■ YOUR INSTRUCTIONS
Whenever a line in the entries includes the word "below", copy that line out.

+++

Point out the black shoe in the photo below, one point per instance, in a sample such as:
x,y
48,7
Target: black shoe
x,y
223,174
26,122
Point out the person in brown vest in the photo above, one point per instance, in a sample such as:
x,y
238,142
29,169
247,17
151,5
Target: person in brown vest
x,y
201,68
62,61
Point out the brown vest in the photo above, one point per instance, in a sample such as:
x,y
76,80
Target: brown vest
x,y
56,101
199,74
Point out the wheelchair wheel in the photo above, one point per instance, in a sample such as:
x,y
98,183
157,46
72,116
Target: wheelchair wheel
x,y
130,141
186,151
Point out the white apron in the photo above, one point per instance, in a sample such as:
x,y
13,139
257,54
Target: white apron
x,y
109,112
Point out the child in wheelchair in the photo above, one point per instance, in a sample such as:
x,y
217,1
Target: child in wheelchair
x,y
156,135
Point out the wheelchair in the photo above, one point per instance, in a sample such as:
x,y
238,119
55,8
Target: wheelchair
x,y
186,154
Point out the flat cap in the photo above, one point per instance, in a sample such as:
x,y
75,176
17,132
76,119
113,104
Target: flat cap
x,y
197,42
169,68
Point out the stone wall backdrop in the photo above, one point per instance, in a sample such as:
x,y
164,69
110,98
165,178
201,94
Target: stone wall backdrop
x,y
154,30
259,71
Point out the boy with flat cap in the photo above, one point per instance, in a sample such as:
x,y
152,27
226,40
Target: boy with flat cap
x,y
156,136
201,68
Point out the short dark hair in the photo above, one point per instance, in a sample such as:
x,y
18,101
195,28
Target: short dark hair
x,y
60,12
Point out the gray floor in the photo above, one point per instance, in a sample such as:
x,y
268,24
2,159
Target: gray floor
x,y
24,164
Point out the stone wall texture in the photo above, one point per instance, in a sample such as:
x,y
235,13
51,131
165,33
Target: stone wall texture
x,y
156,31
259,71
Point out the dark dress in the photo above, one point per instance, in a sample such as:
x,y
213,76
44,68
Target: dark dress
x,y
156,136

+++

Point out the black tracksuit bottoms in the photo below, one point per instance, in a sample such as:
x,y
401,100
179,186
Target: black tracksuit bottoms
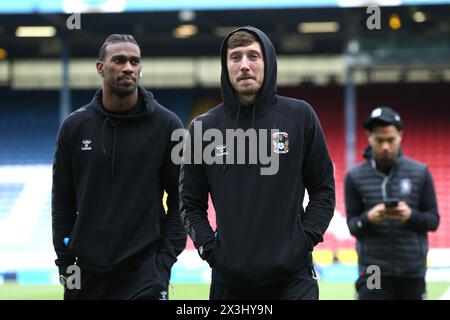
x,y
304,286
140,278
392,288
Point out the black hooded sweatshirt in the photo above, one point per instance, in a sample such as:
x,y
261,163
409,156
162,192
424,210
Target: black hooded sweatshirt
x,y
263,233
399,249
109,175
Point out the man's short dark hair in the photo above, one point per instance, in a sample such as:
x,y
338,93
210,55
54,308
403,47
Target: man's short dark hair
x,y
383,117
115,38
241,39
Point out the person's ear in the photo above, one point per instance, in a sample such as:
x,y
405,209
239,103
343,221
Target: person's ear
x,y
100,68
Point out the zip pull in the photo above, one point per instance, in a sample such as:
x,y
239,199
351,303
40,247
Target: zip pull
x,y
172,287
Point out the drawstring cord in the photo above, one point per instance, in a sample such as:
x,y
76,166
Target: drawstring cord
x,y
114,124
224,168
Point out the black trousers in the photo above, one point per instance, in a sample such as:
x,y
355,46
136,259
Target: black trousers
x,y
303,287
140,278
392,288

+++

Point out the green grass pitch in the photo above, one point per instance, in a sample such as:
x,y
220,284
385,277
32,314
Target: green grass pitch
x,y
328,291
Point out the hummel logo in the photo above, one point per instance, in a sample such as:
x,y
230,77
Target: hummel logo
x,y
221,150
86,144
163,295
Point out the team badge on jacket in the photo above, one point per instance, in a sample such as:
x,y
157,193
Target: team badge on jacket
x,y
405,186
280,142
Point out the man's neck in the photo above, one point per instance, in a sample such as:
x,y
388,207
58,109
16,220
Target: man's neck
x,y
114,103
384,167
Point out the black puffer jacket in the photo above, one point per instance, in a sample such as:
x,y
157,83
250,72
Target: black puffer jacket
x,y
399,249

+++

■ OUTPUT FOR THIS TASK
Point out the black shoe in the photo below, one point per instance, in a sample such as:
Point out the black tracksuit bottoms in the photo below, one point per instance, in a sample such as:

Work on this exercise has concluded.